▶ _Your instructions_:
Update everything from the line containing "Where can the flower" down to the line containing "pixel 226 109" by replacing "instance" with "occurrence" and keeping all else unchanged. Leave the pictures out of your output.

▶ _Provided data_:
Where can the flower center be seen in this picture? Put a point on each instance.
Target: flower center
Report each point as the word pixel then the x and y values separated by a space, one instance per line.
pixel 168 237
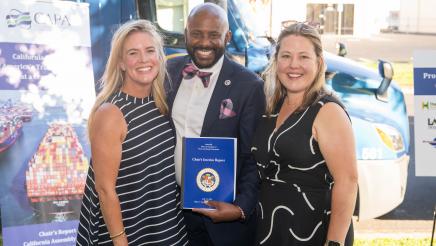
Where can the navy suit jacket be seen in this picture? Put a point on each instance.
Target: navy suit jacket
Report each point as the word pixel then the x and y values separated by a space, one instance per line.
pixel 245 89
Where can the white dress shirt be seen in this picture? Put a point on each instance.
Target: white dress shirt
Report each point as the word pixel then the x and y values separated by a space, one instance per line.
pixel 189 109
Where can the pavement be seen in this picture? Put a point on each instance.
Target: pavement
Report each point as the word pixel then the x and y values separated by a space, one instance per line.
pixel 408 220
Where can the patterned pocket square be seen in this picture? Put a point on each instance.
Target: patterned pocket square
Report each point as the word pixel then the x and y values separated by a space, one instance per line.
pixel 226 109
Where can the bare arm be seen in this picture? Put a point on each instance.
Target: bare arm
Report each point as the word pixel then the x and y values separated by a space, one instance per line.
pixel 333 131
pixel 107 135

---

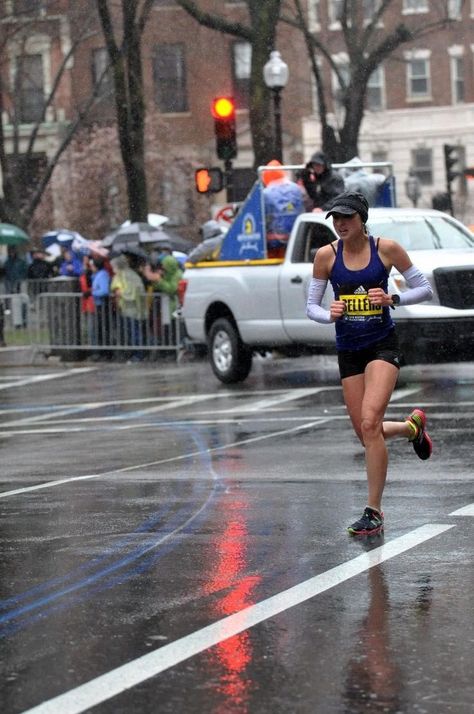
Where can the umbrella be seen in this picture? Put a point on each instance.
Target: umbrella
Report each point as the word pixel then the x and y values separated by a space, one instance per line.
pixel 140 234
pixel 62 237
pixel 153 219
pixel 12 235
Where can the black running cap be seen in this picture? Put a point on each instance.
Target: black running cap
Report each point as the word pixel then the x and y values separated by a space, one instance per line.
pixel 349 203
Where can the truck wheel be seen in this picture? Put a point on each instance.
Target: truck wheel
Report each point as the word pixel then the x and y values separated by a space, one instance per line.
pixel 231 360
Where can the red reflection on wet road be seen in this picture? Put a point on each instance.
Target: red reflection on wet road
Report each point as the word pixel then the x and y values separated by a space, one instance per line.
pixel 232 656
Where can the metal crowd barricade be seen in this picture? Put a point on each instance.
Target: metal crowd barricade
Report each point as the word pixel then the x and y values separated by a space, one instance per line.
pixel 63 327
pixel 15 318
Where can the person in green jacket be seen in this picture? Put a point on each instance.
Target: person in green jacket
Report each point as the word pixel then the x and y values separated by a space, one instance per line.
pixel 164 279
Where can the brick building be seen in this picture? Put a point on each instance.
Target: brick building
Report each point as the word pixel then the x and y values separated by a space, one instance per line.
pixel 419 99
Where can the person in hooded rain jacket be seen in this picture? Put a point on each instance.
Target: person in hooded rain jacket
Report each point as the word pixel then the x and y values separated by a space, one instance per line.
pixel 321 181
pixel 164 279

▶ _Response_:
Where can the flower center be seen in this picture? Put a point on each occurrence.
Target: flower center
Report each point as the word pixel then the x and y values separated by a space, one occurrence per line.
pixel 168 237
Where can the navy suit jacket be seen in this picture? Put a point on each occurrence.
Target: navy suit jacket
Report each point as the word pixel then the x and y values separated by a space, one occurrence per line.
pixel 245 89
Where can the white dress shirt be seen in this picture? Put a point on each occurrence.
Target: white dress shirt
Report each point as the word pixel then the x and y values separated by a space, one occurrence per line.
pixel 189 109
Where can the pavement be seen in this picture? Put a point on each occurrence.
Target: pavement
Report each point as the word pixel then the x and y values separated by a space, one occurrence per line.
pixel 408 220
Where can the patterned pocket square be seen in this picture? Put a point on each occurrence.
Target: patterned pocket square
Report each point as the word pixel then the x and y values separated by a space, one occurrence per line.
pixel 226 109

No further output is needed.